Stored data entries:
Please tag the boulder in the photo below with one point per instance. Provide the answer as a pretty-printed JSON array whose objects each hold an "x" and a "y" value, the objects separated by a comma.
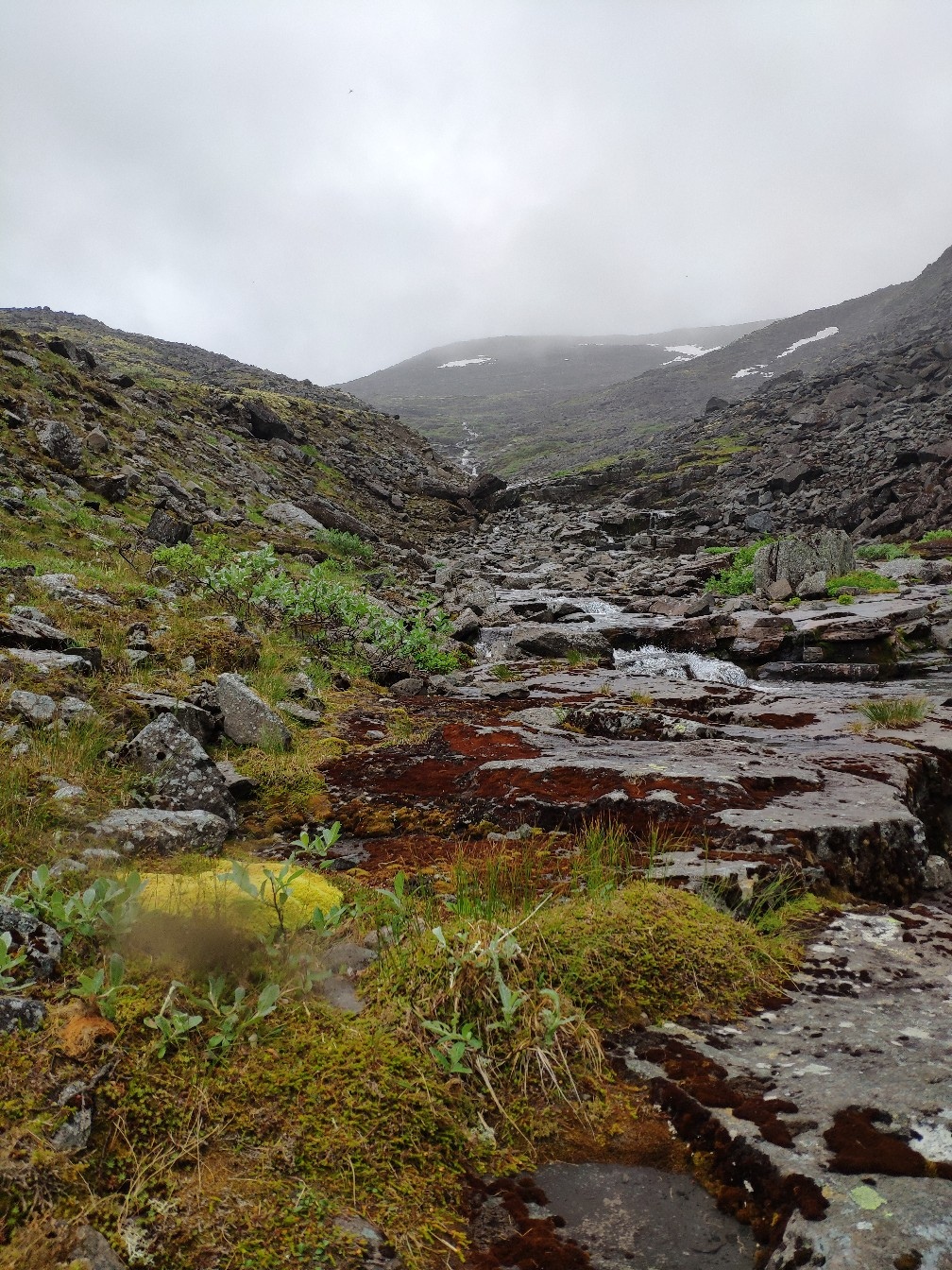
[
  {"x": 60, "y": 442},
  {"x": 96, "y": 441},
  {"x": 466, "y": 627},
  {"x": 166, "y": 530},
  {"x": 158, "y": 832},
  {"x": 202, "y": 720},
  {"x": 792, "y": 560},
  {"x": 21, "y": 1012},
  {"x": 335, "y": 517},
  {"x": 484, "y": 489},
  {"x": 559, "y": 641},
  {"x": 246, "y": 719},
  {"x": 790, "y": 478},
  {"x": 34, "y": 708},
  {"x": 264, "y": 423},
  {"x": 28, "y": 627},
  {"x": 41, "y": 942},
  {"x": 938, "y": 874},
  {"x": 184, "y": 779}
]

§ **Problem to work on**:
In your copy, repeat the records above exactly and include no images.

§ **Output of the exercise**:
Please tag the boulder in the photo below with one point per instance. Provide the answer as a pretty-printed JSON array whose objects each hold an "x" and a "y" value, the objects separated by a comma.
[
  {"x": 60, "y": 442},
  {"x": 96, "y": 441},
  {"x": 466, "y": 627},
  {"x": 166, "y": 530},
  {"x": 158, "y": 832},
  {"x": 202, "y": 720},
  {"x": 792, "y": 560},
  {"x": 21, "y": 1012},
  {"x": 335, "y": 517},
  {"x": 484, "y": 489},
  {"x": 559, "y": 641},
  {"x": 246, "y": 719},
  {"x": 790, "y": 478},
  {"x": 34, "y": 708},
  {"x": 264, "y": 423},
  {"x": 28, "y": 627},
  {"x": 41, "y": 942},
  {"x": 938, "y": 874},
  {"x": 184, "y": 779}
]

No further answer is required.